* _Exercise aim_: Output the following data exactly.

* _Extracted entries_:
-------------------------

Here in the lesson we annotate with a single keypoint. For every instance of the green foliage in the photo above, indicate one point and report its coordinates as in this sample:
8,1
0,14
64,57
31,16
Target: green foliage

-------------------------

* _Output of the task_:
Here in the lesson we annotate with a single keypoint. For every instance of the green foliage in the photo above, indicate one point and report its coordinates as in this sample:
8,1
0,14
64,57
31,16
Target: green foliage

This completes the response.